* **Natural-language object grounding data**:
====

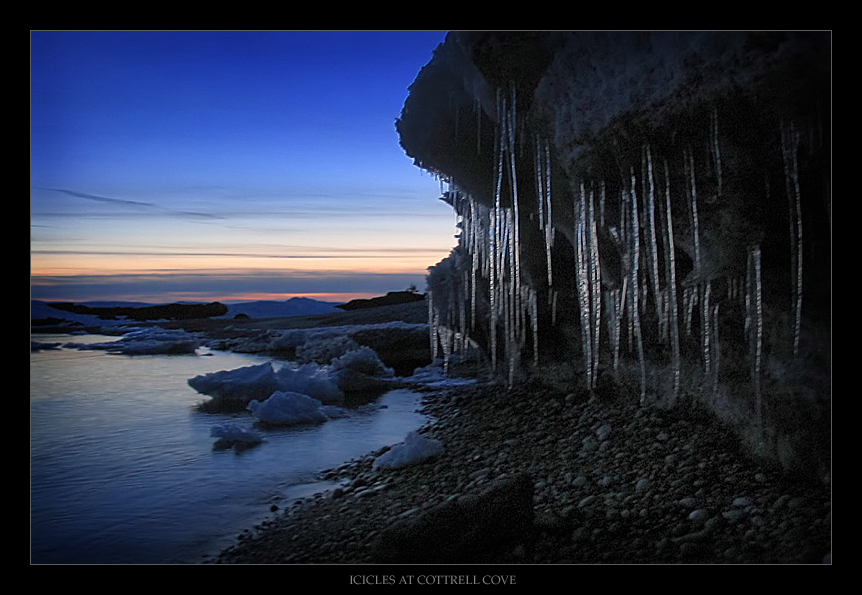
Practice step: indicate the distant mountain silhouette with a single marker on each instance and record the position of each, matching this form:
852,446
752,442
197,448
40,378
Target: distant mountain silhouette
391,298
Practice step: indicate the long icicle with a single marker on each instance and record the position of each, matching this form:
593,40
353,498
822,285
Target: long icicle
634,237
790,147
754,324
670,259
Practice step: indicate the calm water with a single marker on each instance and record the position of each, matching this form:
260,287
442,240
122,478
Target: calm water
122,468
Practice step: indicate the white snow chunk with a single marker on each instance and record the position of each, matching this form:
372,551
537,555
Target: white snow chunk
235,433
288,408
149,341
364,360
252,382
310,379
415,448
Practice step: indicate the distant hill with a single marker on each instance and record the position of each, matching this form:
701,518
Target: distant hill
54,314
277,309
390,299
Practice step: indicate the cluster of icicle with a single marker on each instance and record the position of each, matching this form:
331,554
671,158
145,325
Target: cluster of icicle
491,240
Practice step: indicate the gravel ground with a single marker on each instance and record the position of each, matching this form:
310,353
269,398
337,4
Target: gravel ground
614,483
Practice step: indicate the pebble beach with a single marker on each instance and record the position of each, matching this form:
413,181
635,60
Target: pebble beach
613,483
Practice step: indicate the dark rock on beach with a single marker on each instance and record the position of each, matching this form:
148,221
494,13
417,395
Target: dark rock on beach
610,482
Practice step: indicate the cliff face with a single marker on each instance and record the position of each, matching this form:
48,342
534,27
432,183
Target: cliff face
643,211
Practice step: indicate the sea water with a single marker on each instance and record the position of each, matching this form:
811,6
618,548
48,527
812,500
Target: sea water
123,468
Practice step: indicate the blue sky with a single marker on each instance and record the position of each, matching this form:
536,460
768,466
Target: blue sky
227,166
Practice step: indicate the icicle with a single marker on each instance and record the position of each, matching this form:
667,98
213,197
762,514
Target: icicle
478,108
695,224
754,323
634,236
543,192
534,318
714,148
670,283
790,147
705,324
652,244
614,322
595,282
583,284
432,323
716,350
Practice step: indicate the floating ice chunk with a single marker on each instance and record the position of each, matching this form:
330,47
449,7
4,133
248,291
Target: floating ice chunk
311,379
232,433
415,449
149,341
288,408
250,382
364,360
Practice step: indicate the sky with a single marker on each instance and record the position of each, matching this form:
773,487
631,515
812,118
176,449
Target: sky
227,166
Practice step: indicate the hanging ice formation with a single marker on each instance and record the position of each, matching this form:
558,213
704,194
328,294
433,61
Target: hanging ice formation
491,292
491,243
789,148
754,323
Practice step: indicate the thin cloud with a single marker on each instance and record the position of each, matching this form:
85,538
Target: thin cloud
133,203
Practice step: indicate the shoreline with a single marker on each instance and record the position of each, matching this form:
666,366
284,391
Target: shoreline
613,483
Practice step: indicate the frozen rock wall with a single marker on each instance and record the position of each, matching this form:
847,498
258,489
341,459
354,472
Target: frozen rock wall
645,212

====

Each record must be repeated verbatim, and no picture may appear in the copy.

Practice step: indicate the distant mountain silhouette with a single marker on each instance and record the position of each, matching this form:
852,446
752,442
197,448
40,378
Target: distant mountain silhouette
391,298
Practice step: indicate the long icicle with a single marker on each instance and record the position of each, matching this form:
593,40
353,498
822,285
Target: long icicle
634,237
790,147
754,324
670,259
Practice step: indicate the calm water with a single marker on each instance and record the position of each, matching this form:
260,287
442,240
122,478
Target: calm water
122,468
Practice step: indicate the white snow chunk with a single marker on each instance and record the position of each, matching this form:
372,551
537,555
Target: white snow chunk
235,433
288,408
149,341
364,360
252,382
310,379
415,448
Practice step: indicate the distant hill with a single marker on each instance and record the position of each, matching this form:
701,518
Target: distant hill
54,314
277,309
390,299
Practice step: indicate the cluster of icicle with a single marker on each instance and record the position of each, matching this form:
331,554
671,158
145,325
Target: cluster of icicle
491,240
Practice step: indicate the gravel ground with a single marker on each instance and record the position of each, matching this form:
310,353
269,398
337,4
Target: gravel ground
614,483
Practice step: indicate the pebble beach with a single marker on each instance and record the position of each, matching this form:
413,181
635,60
Target: pebble beach
613,483
Practice step: indicate the dark rock on beach with a single marker on each instance and record the position of each, matching this form:
148,221
494,13
417,395
Target: dark rock on beach
610,482
Practice step: indicate the cliff face with a single marker on each instance and record the position of each, matching this form:
48,342
534,27
432,183
Target: cliff face
643,211
Practice step: indicate the sea water with a single marker on each instance and record the position of each, matching this form:
811,6
618,548
48,527
812,500
Target: sea water
123,468
Practice step: indicate the blue sky with a single marker on each instance and record the position of each, matching this form:
536,460
768,466
Target: blue sky
227,166
Practice step: indicate the icicle with a single marker on each instance and record the position of each, matching this form:
667,98
213,197
762,514
Target: icicle
478,108
695,224
754,323
634,236
543,192
534,318
714,148
670,283
790,147
705,324
652,244
614,322
595,282
583,284
432,323
716,350
Practice step: indicate the floating ice chunk with a single marker on each instance and record the position of each, matching this form:
330,47
449,7
4,133
248,291
Target: floating ice chunk
311,379
232,433
415,449
149,341
288,408
250,382
364,360
Practice step: indicate the sky with a single marker on each instance and record the position of each, matching this form:
773,487
631,515
812,118
176,449
Target: sky
227,166
Practice step: indicate the hanging ice formation with a single marker on each instance and record the position of each, matching this form:
558,213
704,194
328,294
433,61
Target: hanging ice formation
491,292
491,243
789,148
754,323
Practice step: indicate the thin cloud with a single marker on each instance and record the position of each, matching this form:
85,538
Target: thin cloud
133,203
Practice step: indicate the shoreline with a single marker on each instance and record the position of each, matching this form:
666,366
284,391
Target: shoreline
613,483
Practice step: indicate the frozen rock wall with a single marker on each instance and record the position of each, matching this form:
847,498
258,489
341,459
354,472
Target: frozen rock wall
645,212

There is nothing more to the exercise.